(Named-object pointing records)
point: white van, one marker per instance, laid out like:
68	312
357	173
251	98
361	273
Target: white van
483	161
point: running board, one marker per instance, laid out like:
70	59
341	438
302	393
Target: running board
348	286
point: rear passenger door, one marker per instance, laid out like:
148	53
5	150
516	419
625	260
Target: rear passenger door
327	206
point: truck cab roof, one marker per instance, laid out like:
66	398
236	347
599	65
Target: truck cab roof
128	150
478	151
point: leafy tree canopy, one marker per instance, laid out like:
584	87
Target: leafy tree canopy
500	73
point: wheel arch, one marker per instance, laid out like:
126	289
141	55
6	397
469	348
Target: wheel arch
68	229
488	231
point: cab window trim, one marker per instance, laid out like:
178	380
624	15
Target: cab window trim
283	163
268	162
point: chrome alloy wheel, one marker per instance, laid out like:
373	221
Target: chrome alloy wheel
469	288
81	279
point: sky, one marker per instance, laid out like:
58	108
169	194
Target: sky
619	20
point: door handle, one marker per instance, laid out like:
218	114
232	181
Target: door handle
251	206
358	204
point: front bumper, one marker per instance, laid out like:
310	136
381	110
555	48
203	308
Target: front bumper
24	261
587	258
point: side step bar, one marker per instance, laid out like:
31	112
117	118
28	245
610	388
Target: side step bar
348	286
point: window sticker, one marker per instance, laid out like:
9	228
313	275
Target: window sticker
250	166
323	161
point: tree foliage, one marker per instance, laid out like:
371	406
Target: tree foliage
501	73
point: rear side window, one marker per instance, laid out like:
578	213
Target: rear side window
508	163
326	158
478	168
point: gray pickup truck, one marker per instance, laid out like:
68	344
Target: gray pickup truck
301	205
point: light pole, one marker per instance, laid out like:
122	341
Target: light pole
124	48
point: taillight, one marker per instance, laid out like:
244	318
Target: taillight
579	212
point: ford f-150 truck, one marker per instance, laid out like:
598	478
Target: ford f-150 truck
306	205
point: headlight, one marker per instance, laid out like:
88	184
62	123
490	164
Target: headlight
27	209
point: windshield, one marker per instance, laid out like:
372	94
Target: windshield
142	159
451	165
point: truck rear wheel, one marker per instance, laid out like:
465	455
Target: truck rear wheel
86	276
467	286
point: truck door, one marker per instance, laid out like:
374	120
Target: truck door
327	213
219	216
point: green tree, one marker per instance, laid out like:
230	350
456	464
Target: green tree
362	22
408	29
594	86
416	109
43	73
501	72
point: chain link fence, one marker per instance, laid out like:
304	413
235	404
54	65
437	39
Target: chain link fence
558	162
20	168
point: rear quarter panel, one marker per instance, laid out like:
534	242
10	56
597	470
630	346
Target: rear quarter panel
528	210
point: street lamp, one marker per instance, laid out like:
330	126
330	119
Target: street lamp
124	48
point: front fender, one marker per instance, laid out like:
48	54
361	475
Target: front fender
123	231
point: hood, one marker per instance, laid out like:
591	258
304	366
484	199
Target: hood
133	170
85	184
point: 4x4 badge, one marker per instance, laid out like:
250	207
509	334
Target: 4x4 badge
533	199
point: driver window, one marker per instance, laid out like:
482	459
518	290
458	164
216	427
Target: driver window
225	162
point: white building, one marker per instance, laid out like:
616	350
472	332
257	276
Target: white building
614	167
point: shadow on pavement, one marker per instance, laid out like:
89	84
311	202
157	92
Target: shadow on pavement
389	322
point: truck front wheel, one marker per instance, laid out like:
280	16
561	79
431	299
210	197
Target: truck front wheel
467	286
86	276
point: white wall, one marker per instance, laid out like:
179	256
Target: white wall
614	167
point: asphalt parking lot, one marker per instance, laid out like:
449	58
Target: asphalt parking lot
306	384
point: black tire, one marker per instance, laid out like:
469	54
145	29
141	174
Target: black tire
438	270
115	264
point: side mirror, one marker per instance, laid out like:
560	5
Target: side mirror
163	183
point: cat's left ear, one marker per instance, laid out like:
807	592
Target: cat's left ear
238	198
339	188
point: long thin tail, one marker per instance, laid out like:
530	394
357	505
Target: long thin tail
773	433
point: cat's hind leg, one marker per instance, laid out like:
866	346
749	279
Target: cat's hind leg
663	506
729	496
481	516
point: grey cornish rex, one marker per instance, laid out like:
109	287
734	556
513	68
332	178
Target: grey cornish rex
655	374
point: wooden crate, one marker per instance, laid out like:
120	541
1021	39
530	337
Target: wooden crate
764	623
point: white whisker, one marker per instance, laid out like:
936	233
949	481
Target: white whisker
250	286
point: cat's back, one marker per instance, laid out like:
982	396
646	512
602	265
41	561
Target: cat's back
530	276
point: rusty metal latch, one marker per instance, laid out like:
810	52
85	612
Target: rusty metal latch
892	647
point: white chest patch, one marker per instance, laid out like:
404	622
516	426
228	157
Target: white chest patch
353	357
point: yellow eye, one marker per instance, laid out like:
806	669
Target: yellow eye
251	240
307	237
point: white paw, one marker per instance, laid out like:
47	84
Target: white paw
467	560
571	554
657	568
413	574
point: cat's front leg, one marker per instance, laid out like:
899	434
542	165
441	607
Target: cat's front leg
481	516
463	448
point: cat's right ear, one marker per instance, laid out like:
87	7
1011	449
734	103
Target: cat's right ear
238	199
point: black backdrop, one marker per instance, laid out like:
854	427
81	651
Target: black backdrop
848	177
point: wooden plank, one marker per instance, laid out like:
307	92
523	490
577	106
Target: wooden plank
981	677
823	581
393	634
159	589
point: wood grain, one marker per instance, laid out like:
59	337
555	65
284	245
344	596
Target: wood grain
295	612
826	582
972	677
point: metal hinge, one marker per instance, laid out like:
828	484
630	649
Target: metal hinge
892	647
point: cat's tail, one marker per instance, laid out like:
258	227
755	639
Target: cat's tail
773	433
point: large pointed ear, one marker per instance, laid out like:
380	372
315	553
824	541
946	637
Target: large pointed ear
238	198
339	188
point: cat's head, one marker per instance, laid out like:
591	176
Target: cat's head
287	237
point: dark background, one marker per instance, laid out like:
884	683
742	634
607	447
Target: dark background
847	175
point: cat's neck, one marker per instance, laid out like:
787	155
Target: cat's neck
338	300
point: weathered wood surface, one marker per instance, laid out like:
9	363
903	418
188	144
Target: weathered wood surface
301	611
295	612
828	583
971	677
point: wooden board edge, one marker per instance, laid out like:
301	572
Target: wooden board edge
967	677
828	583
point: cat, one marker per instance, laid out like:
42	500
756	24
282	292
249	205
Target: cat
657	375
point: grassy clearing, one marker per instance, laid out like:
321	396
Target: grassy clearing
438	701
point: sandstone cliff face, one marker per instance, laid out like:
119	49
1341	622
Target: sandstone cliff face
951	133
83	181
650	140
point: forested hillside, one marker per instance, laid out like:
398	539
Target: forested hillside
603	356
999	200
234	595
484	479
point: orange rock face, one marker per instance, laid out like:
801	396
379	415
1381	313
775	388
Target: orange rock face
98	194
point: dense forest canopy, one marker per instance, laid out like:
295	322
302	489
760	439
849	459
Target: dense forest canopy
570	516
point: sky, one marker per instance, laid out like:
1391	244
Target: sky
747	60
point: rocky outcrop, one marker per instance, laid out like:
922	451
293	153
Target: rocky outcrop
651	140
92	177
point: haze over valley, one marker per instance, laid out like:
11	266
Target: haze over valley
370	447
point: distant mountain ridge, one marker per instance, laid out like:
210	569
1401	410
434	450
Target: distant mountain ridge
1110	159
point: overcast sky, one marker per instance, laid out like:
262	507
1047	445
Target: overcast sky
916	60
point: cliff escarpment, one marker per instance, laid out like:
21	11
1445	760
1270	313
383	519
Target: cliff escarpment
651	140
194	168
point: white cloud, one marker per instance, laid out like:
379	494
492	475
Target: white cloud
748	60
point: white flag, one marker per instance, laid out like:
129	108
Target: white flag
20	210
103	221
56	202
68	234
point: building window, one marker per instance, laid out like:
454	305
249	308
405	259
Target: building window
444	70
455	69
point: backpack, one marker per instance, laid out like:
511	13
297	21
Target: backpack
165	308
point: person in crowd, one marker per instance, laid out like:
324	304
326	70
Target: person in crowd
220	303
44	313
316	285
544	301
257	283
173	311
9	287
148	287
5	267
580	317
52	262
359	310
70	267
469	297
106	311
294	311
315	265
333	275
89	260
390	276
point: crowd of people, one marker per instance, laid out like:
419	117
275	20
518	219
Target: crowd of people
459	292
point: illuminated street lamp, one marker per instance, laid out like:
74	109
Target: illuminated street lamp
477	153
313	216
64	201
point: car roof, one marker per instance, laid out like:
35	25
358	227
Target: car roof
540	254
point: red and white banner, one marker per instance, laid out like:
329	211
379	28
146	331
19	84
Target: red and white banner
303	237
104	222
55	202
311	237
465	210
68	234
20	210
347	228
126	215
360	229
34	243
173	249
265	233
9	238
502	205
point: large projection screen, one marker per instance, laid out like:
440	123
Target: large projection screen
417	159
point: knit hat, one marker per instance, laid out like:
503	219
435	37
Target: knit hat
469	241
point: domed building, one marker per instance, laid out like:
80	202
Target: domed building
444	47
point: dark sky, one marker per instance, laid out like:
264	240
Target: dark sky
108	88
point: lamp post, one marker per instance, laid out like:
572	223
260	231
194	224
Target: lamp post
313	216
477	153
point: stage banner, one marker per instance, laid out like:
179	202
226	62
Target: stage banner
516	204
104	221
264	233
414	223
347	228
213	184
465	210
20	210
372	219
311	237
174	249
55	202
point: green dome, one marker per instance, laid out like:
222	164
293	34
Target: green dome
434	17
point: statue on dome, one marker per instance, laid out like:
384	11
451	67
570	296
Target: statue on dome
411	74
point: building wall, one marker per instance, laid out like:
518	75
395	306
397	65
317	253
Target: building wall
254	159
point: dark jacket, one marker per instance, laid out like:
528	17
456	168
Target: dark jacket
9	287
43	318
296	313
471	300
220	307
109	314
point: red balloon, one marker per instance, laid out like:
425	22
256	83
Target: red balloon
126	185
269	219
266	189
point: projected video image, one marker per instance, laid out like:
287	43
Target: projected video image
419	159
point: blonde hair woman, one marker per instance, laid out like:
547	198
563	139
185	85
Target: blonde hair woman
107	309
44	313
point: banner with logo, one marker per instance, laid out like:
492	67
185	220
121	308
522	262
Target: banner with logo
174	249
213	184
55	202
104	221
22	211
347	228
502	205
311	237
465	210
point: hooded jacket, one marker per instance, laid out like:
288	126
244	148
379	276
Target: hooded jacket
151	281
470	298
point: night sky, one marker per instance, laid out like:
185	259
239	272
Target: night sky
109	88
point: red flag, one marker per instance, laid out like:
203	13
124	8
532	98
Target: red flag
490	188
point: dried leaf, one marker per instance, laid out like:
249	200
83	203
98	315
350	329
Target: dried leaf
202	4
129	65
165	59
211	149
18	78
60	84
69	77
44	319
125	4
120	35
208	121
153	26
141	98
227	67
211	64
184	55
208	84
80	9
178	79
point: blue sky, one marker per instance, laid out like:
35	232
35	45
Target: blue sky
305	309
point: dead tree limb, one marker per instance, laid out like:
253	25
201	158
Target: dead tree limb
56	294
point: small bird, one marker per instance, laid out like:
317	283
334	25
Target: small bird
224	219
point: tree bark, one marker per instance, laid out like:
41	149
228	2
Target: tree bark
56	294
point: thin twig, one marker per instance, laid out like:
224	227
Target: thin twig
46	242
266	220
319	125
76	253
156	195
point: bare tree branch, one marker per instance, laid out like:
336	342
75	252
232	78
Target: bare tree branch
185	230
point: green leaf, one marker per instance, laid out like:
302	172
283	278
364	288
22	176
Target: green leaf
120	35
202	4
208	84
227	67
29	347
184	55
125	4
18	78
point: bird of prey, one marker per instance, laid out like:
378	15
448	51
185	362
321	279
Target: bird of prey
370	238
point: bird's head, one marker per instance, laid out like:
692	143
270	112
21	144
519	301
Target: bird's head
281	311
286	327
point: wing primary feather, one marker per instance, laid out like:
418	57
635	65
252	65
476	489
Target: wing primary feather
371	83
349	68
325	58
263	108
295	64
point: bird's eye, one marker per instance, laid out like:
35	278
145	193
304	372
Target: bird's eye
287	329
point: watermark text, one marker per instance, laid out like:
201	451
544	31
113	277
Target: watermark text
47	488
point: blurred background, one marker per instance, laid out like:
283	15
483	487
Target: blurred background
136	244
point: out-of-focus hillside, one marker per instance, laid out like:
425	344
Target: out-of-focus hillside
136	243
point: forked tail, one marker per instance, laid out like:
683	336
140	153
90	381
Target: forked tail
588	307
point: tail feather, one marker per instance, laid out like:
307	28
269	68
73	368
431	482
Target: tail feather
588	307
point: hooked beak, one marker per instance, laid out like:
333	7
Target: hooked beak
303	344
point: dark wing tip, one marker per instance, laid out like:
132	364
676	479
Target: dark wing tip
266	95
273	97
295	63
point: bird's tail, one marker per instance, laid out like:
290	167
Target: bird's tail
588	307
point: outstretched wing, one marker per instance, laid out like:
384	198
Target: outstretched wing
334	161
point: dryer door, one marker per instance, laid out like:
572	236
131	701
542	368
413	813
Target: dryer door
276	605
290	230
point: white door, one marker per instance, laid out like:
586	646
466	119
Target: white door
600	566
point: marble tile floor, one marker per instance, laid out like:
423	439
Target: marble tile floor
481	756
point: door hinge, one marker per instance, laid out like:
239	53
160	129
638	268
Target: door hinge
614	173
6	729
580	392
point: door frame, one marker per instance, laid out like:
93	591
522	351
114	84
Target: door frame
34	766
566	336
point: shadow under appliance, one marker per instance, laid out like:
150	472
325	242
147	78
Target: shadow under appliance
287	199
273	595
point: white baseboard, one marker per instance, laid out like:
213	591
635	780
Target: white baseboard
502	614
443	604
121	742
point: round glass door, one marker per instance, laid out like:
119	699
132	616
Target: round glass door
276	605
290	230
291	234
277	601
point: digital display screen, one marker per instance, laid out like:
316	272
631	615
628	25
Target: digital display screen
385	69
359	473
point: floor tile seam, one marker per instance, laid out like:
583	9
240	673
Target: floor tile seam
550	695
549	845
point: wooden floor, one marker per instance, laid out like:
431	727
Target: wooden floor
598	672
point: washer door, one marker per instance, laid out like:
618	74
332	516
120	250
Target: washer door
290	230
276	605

[Given problem]
Give exactly the lines from the one with "point: bird's tail, one" to the end of the entries, nothing before them.

[Response]
point: bird's tail, one marker per instance, laid out like:
290	167
Target: bird's tail
588	307
point: outstretched wing, one marker per instance, laid out like:
384	198
Target: outstretched wing
334	161
point: dryer door, one marker per instance, laid out like:
572	236
131	701
542	368
413	813
Target: dryer door
276	605
290	230
point: white door, one marker per instance, laid out like:
586	646
466	119
Target: white door
600	566
point: marble tile floor, one marker per instance, laid out like:
423	439
Target: marble tile floor
481	756
point: door hinge, one marker per instance, laid out like:
239	53
160	129
638	268
Target: door hinge
614	173
6	729
580	392
point: door frame, one marker per instance, laid out like:
93	591
522	351
114	84
Target: door frame
34	766
566	336
point: shadow under appliance, one marker per instance, laid out like:
150	472
325	242
147	78
Target: shadow under appliance
287	199
273	595
point: white baseboard, one marker per instance, laid out like:
213	591
635	780
Target: white baseboard
502	614
443	604
121	742
point: round glass door, one marker per instance, laid out like:
119	699
132	616
Target: round glass door
276	605
290	230
291	234
277	601
point: digital display screen, one marker per instance, laid out like:
316	272
631	615
628	25
Target: digital display screen
385	69
359	473
point: floor tile seam, one marker per instance, laid out like:
583	9
240	673
Target: floor tile seam
550	695
549	845
point: wooden floor, one marker per instance, laid out like:
431	727
Target: wooden floor
598	672
point: washer door, one marker per instance, laid out like:
618	74
332	516
120	250
Target: washer door
290	230
276	605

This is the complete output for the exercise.